[Opening Provided material section]

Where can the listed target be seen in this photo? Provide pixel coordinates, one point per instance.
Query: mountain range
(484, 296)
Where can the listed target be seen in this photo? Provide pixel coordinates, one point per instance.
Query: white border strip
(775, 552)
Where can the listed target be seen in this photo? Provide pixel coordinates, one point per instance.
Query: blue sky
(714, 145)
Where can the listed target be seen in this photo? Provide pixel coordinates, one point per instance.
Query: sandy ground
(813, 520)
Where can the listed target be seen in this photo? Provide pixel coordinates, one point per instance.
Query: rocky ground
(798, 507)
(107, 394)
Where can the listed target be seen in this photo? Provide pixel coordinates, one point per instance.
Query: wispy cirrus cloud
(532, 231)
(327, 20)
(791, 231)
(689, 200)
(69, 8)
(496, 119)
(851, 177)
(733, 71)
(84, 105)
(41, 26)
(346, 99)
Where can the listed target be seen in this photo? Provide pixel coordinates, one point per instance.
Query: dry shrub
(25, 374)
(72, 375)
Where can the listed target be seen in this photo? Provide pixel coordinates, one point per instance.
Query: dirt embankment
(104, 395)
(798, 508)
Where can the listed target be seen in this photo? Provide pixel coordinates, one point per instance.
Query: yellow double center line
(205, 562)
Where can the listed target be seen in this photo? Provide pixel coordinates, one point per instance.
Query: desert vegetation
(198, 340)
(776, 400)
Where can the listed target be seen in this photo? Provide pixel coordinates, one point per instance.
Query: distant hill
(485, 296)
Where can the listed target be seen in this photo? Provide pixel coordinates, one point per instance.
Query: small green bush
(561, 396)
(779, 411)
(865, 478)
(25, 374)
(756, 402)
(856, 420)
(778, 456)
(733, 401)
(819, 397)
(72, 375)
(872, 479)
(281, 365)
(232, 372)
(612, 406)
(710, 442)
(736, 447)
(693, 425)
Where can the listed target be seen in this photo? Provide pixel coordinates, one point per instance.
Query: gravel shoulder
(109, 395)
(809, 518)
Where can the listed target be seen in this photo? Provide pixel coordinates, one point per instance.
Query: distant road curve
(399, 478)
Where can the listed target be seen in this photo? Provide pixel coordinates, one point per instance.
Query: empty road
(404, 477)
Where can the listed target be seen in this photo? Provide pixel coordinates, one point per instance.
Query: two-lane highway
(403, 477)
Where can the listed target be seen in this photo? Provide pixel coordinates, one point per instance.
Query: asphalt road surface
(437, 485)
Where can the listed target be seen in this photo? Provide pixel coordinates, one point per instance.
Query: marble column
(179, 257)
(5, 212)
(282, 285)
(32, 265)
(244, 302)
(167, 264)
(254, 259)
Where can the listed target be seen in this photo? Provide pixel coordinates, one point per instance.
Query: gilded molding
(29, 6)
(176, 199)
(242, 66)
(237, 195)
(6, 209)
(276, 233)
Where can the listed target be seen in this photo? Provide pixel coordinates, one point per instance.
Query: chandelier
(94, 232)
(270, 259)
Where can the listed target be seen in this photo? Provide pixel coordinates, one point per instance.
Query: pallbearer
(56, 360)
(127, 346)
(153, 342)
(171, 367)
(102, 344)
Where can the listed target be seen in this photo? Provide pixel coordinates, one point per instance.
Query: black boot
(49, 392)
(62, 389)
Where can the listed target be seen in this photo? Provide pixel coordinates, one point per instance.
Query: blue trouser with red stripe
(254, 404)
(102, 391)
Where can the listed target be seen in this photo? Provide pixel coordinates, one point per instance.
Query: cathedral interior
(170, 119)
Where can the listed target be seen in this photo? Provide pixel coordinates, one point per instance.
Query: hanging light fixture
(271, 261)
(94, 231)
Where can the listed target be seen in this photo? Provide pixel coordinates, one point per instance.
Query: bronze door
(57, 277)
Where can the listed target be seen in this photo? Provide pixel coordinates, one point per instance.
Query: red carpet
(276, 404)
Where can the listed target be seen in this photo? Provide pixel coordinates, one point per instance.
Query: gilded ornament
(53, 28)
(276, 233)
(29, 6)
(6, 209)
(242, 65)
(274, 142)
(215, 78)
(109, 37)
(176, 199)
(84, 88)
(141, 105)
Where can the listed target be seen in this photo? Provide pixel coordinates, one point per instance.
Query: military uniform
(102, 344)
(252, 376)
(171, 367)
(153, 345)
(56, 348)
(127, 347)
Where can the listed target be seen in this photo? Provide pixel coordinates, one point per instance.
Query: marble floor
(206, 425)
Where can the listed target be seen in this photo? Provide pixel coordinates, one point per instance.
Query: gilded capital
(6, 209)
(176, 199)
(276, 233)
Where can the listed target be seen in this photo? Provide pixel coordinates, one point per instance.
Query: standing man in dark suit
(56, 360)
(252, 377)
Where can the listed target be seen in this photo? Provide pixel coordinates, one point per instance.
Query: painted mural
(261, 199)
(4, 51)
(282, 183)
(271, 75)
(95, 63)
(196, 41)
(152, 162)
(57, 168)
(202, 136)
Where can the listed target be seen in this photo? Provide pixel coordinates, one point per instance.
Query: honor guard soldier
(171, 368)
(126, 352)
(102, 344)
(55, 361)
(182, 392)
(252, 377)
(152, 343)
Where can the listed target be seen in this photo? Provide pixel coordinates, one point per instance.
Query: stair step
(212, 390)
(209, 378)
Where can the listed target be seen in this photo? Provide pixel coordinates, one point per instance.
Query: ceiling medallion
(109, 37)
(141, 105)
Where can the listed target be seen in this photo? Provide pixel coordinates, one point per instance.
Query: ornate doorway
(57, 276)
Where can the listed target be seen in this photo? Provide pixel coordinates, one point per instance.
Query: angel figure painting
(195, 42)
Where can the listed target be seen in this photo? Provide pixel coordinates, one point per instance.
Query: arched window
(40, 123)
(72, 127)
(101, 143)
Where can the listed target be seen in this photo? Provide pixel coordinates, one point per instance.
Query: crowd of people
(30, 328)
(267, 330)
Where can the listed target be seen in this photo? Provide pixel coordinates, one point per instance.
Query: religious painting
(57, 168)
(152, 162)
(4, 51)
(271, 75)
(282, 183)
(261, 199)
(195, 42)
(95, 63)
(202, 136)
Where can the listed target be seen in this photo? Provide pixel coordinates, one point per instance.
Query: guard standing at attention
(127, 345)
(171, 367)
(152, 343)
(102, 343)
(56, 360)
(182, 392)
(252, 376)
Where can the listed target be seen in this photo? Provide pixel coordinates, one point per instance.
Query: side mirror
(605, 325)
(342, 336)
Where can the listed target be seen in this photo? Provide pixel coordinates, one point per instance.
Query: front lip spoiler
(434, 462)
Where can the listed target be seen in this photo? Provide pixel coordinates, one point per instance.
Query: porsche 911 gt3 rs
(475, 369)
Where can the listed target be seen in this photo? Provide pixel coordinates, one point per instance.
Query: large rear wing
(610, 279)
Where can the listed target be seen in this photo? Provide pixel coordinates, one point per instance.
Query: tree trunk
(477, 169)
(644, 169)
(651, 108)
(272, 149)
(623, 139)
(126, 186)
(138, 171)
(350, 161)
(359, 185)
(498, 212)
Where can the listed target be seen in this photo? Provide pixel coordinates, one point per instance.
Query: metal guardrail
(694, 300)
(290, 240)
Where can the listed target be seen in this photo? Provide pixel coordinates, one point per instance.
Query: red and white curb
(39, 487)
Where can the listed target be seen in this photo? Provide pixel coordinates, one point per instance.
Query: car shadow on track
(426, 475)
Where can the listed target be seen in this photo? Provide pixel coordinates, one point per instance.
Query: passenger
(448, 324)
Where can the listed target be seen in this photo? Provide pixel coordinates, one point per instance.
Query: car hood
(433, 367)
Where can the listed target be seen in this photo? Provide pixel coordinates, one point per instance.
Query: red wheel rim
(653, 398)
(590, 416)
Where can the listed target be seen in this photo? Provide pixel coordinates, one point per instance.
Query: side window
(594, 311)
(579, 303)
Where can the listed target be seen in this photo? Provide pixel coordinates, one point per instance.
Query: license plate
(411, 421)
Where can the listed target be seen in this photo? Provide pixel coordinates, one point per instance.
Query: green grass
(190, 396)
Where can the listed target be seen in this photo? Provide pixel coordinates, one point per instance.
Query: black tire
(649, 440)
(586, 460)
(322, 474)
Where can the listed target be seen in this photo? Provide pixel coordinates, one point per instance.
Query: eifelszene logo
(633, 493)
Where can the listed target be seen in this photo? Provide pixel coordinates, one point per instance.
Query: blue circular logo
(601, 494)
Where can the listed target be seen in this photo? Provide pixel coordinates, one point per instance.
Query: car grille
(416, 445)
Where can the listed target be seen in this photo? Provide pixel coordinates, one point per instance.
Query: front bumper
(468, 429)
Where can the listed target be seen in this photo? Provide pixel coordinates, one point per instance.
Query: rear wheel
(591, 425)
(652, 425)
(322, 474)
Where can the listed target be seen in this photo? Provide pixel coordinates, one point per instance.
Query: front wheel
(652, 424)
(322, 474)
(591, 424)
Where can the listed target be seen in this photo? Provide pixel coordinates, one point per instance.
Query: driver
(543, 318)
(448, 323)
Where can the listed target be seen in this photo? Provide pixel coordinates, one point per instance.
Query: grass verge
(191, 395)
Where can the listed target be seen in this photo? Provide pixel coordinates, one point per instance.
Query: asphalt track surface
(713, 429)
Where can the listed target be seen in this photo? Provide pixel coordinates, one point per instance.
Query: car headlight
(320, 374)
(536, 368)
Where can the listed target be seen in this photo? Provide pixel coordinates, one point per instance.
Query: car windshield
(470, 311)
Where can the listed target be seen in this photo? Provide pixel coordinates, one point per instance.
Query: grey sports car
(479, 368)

[Closing Provided material section]

Requirement → Each line from the one containing "Query: driver" to the end of the records should be echoed exactly, and no other line.

Response to the exercise →
Query: driver
(543, 318)
(448, 323)
Where can the listed target be seen in this photo? Provide pixel coordinates, one point per instance.
Query: grass verge
(191, 395)
Where can the listed target be seen in this photo? Provide pixel coordinates, one point per instance.
Query: asphalt track surface
(713, 429)
Where can the listed target be seen in this photo? Provide pixel coordinates, one point per instance.
Query: car headlight
(320, 374)
(536, 368)
Where can the listed target be seen in this photo? Provide pixel coordinates, one point per instance.
Query: car windshield
(470, 311)
Where can the listed target be seen in this photo? Provide pixel coordinates, one point per instance.
Query: grey sports car
(479, 368)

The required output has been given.